SET OF TASKS ▸
1/ In the genomic ranges question, what separates the columns in the dataset?
2/ Using the genomic ranges question, explain why the poster expected subsetByOverlaps(cases, controls, type="within") to return fewer than 200 segments.
3/ Copy word for word the stretch of the genomic ranges question from "The second question" through "in 2 steps?".

I am running genomic ranges to analyse genomic segment enrichment. The first three columns in my dataset are: chr, start, end, followed by 3 additional metadata columns. All the columns are separated by tabs.
I have successfully run subsetByOverlaps(cases, controls, type="within", invert="true"). According to here, my output should be genomic segments within my chromosome start and end points, as well as being exclusive to my cases. Conversely, I also ran subsetByOverlaps(controls, cases, type="within, invert="true") to look for segments exclusive to controls. I then looked for segments that are found in both by removing the invert option. In a certain instance my queryLength was approximately 4000 segments and subject length 200 odd segments. Given the size of my queryLength, if I run subsetByOverlaps(cases, controls, type="within") I get more than 200 segments in granges object. Am I missing something with respect to the behaviour of the function, since I expected my output to be less than 200 segments assuming that the segments are treated as sets?
The second question is, if I then swap the cases and controls to run subsetByOverlaps(controls, cases, type="within"), how can I combine the data from the 2 runs? Finally, am I correct to assume that combining the two in a dataframe would give me the equivalent of the union of genomic segments found within my cases and controls? If not, is there a way to use Granges to obtain that union without doing it in 2 steps?

Referring expression pointing data:
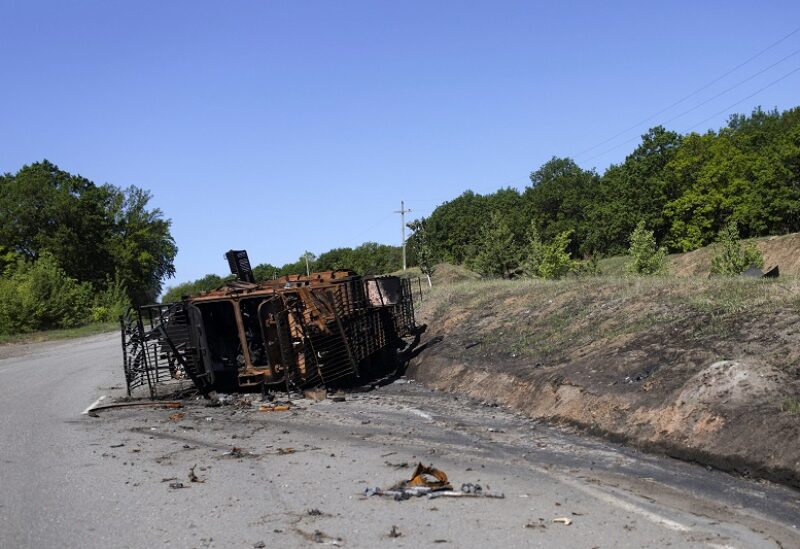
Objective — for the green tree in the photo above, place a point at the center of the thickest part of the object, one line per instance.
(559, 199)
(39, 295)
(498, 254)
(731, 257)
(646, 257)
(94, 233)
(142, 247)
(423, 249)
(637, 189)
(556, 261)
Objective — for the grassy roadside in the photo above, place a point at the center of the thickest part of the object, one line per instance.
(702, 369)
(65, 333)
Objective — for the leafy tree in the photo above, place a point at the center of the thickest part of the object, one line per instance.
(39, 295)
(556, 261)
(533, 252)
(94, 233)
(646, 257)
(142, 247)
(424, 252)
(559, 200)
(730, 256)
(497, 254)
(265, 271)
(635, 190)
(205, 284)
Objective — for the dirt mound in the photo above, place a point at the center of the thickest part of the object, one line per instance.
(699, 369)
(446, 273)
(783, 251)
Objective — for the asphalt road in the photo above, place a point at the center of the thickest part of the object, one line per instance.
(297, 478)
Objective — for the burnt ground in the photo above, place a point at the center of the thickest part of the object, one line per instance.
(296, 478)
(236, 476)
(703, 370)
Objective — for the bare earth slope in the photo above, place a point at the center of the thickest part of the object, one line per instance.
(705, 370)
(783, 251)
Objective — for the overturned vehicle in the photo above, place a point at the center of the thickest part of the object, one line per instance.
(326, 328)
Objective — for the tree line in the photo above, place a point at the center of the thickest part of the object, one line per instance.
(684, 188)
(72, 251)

RESPONSES PER TASK ▸
1/ Tabs separate all the columns.

2/ The subject length was only about 200 segments. The poster assumed the segments were treated as sets, so the output shouldn't be larger than the subject.

3/
The second question is, if I then swap the cases and controls to run subsetByOverlaps(controls, cases, type="within"), how can I combine the data from the 2 runs? Finally, am I correct to assume that combining the two in a dataframe would give me the equivalent of the union of genomic segments found within my cases and controls? If not, is there a way to use Granges to obtain that union without doing it in 2 steps?